══ Selected text
American politician (1814–1895)

George Washington Brimhall ( – ) was a politician in Utah Territory. He was the father of George H. Brimhall.

Brimhall was the son of Sylvanus Brimhall and his wife the former Lydia Ann Guiteau. He was born along Canada Creek in the state of New York. In 1827, the family moved to Olean Point, New York and a short time later to Melville, Cattaraugus County, New York. After cutting and milling lumber at this location, the Brimhalls loaded it into a boat, went down the Allegany River to Pittsburgh and sold it, and then went down the Ohio to Dearborn County, Indiana. In 1837, Brimhall moved with his family to McHenry County, Illinois.
════
══ Source material
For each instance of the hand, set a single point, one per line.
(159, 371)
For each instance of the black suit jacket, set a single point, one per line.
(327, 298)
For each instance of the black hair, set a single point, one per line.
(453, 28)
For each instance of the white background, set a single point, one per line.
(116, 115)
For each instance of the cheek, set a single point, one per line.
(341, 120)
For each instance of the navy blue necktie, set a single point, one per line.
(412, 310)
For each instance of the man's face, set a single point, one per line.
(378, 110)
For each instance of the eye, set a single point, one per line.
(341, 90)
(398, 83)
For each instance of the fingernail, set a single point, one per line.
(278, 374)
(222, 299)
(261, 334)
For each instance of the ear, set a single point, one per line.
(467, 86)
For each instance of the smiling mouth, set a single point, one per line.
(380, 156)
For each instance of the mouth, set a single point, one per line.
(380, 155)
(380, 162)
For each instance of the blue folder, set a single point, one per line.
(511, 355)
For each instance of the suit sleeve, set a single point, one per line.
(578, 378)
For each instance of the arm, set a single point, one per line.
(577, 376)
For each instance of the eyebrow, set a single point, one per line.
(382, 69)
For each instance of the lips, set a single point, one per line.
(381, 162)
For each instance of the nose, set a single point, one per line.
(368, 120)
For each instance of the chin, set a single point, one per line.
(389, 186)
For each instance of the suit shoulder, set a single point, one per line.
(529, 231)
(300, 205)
════
* _Tasks and exercises_
1. Translate the sentence "He was born along Canada Creek in the state of New York." from the text about George Washington Brimhall into Spanish.
2. Write the next part of the text about George Washington Brimhall, starting after its final sentence.

* _Expected results_
1. Nació junto al Canada Creek, en el estado de Nueva York.

2.
Brimhall joined the Church of Jesus Christ of Latter Day Saints in McHenry County in 1842. He spent the next two years as a Mormon missionary in McHenry and surrounding counties and then moved to Nauvoo, Illinois, in March 1844. Shortly afterwards, he moved to Knoxville, Illinois, where he met Lucretia Metcalf, whom he married in July 1845. Lucretia was opposed to going west with the Mormons. Brimhall hoped if he went to Utah he would be able to persuade her to come and join him with their two children. She refused. He left her in Illinois in 1850 and married his second wife in 1852 in Utah. Lucretia filed for divorce on the grounds of abandonment in late 1852 and remarried Elijah Beach in July 1853.

Brimhall was sent to Iron County, Utah, in 1850 as part of the Iron Mission, one of the efforts coordinated by Brigham Young to facilitate the growth of Utah Territory's economy. In 1852, Brimhall was elected to the Utah Territorial Legislature, where he served for three terms. Early that year he married Rachel Ann Meyer.

In 1854, Brimhall moved to Ogden where he served on the City Council for three years.

Brimhall moved to Salt Lake City in 1863. In 1864, he was called to be part of the mission that settled St. George and vicinity. Brimhall later moved to Spanish Fork, where he lived until the time of his death.

Brimhall and his wife Rachel were the parents of ten children. He served for many years as a patriarch of the Utah Stake, which then included all of Utah County. He held this position at the time of his death.